» DATA EXCERPTS:
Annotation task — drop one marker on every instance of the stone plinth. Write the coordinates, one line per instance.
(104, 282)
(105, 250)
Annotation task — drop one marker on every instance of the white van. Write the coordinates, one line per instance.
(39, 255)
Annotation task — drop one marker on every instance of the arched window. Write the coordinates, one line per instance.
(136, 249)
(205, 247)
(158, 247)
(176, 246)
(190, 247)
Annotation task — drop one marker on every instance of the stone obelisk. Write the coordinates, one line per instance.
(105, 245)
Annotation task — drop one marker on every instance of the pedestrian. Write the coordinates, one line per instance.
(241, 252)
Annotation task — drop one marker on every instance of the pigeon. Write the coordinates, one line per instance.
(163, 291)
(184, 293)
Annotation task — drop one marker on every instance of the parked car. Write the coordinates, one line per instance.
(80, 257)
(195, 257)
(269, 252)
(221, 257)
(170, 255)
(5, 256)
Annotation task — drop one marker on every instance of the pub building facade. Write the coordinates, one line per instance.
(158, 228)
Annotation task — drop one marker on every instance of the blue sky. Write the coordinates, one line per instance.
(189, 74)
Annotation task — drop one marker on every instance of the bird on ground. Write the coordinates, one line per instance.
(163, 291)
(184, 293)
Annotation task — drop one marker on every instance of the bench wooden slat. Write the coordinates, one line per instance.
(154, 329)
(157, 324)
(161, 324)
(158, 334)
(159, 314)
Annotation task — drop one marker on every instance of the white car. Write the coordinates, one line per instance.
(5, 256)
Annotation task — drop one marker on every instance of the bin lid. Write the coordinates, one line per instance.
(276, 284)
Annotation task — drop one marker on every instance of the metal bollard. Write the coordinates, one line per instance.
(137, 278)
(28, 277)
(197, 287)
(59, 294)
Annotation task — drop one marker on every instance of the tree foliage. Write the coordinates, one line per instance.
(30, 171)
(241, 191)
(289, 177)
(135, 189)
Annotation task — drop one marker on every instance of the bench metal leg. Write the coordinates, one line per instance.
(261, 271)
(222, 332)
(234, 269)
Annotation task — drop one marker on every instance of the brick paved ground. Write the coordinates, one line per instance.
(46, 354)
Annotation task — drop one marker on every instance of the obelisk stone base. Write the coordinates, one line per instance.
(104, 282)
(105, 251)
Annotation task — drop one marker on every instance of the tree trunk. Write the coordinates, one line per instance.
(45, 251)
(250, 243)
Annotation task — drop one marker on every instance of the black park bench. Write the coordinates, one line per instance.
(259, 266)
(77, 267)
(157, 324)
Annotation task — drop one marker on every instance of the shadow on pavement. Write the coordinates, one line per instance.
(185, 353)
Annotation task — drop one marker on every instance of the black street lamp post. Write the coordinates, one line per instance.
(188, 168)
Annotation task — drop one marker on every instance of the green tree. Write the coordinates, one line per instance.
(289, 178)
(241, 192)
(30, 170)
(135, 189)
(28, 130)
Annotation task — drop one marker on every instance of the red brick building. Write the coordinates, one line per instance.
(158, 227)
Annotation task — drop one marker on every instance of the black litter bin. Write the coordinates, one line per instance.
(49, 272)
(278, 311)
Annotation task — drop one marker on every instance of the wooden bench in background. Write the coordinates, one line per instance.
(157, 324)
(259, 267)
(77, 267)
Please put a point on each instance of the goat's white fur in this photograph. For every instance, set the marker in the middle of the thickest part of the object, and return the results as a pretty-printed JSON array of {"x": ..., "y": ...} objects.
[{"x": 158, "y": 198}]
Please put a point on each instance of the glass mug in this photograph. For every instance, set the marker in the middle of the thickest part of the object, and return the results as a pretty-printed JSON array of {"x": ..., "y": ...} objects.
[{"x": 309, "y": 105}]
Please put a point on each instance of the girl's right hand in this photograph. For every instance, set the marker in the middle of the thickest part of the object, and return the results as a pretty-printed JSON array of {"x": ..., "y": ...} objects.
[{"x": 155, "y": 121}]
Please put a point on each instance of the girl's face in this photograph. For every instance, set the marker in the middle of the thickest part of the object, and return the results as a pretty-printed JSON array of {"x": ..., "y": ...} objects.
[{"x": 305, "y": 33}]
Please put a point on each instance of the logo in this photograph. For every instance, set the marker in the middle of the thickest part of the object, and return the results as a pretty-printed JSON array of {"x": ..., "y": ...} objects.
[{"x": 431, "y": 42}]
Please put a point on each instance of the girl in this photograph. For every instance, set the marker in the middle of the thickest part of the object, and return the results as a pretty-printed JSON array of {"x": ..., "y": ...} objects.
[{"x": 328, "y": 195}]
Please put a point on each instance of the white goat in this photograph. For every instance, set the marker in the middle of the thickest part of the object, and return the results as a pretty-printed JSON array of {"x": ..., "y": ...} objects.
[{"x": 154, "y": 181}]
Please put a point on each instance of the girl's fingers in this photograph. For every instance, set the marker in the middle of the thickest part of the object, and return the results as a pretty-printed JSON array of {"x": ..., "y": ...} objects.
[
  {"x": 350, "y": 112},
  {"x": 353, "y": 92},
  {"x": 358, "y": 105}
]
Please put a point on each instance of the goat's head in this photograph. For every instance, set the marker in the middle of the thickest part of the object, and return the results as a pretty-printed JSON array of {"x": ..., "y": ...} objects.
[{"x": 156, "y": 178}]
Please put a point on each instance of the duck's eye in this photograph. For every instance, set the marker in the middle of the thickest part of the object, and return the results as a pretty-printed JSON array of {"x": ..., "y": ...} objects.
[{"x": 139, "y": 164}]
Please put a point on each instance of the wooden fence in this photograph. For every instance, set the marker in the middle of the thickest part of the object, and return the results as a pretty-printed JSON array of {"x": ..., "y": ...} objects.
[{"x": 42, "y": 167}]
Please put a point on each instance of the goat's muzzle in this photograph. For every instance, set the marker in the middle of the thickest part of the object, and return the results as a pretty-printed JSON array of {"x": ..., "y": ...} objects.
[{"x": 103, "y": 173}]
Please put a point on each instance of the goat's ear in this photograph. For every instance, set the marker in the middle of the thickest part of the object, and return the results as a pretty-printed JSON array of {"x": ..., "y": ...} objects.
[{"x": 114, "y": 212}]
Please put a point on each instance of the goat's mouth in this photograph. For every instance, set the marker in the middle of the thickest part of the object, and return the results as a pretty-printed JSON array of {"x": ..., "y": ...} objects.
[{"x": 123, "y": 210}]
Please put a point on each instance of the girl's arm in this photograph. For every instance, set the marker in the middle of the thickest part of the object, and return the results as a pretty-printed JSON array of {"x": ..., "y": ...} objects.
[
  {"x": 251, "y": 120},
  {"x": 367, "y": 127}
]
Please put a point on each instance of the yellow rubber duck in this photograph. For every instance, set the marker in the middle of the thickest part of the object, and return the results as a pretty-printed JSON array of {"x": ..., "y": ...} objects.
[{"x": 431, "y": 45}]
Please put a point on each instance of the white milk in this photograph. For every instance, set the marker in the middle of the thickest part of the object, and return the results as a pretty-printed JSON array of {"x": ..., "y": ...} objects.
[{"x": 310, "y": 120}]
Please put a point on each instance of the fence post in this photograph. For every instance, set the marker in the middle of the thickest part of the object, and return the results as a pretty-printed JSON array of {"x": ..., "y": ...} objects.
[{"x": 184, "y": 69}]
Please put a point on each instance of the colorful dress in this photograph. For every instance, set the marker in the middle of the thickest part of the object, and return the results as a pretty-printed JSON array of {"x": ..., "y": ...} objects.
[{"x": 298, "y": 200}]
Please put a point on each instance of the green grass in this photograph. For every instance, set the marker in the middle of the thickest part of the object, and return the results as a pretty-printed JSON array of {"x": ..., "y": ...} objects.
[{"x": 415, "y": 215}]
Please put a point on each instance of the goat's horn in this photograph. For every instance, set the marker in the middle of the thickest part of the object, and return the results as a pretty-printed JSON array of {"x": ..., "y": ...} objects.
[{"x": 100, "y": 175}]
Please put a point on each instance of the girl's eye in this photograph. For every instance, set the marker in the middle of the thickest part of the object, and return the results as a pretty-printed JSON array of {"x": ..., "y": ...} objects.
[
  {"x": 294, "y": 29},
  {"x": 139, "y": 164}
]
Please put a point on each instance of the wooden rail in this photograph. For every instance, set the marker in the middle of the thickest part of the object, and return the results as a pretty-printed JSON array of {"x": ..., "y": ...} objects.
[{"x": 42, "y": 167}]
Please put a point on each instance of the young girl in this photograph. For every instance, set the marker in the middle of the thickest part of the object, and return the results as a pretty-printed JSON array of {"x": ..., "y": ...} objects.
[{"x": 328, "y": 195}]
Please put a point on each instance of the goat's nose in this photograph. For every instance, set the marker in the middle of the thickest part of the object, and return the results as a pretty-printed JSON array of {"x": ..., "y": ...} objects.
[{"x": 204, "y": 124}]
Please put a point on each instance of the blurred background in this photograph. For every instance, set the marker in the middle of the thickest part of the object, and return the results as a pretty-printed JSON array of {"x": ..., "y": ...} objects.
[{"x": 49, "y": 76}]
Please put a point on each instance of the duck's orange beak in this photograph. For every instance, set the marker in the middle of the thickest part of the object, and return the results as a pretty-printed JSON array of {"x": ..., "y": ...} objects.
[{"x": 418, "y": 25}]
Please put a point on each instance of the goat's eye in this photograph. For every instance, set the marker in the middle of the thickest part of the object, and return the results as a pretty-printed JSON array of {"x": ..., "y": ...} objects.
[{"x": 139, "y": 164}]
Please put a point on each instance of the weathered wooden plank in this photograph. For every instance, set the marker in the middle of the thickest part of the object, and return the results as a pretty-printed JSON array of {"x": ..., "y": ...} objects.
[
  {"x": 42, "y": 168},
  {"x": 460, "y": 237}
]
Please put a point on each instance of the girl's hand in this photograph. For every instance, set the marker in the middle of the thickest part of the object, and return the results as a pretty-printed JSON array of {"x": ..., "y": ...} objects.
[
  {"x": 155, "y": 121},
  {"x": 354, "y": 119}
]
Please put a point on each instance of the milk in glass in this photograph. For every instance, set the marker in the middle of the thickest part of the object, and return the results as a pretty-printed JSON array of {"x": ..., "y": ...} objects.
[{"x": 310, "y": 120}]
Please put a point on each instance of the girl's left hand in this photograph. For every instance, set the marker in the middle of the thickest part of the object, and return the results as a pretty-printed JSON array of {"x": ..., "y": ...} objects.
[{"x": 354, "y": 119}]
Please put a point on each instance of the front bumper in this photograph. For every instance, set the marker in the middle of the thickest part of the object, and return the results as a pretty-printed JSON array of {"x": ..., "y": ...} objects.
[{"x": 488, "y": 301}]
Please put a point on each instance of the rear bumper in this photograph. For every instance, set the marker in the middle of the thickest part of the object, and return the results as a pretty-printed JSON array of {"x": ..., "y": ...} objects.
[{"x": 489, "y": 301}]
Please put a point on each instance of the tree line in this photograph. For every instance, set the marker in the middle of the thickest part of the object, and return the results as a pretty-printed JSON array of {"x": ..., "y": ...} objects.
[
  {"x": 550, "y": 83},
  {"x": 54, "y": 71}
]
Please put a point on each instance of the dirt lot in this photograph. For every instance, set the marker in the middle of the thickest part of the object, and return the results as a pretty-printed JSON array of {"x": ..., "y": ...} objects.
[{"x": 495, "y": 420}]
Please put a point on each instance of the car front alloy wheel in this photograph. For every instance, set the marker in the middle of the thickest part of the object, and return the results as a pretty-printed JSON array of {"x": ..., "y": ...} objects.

» WHAT YOU HAVE TO DO: Where the line containing "Please put a point on each instance of the front" appears in the records above, begin copying and continue through the last line; copy each line exactly and include no others.

» TASK SOLUTION:
Please put a point on each instance of the front bumper in this photograph. For every instance, set the marker in the middle of the thickest part of the object, and return the results as a pretty-printed JSON array of {"x": ..., "y": ...} objects.
[{"x": 488, "y": 301}]
Please put a point on each instance of the rear bumper in this photograph. For every instance, set the marker in the middle of the thickest part of the object, and return the results as a pretty-printed JSON array of {"x": ..., "y": ...} objects.
[{"x": 489, "y": 301}]
Please put a point on each instance of the tree line in this photograph. For every instance, set the marker in the middle of the thickest part of the object, and return the results as a pretty-printed JSON array of {"x": ..., "y": ...} objects.
[
  {"x": 550, "y": 83},
  {"x": 54, "y": 71}
]
Please put a point on each instance of the dirt lot in this photograph. For every instance, set the marker in the middle of the thickest part of the object, and return the results as a pretty-printed JSON array of {"x": ..., "y": ...} objects.
[{"x": 495, "y": 420}]
Please put a point on each instance of the car front alloy wheel in this photograph. For every instance, set the marker in the middle of the thickest part of the object, and return the results as a pretty-printed JSON array of {"x": ..., "y": ...} objects.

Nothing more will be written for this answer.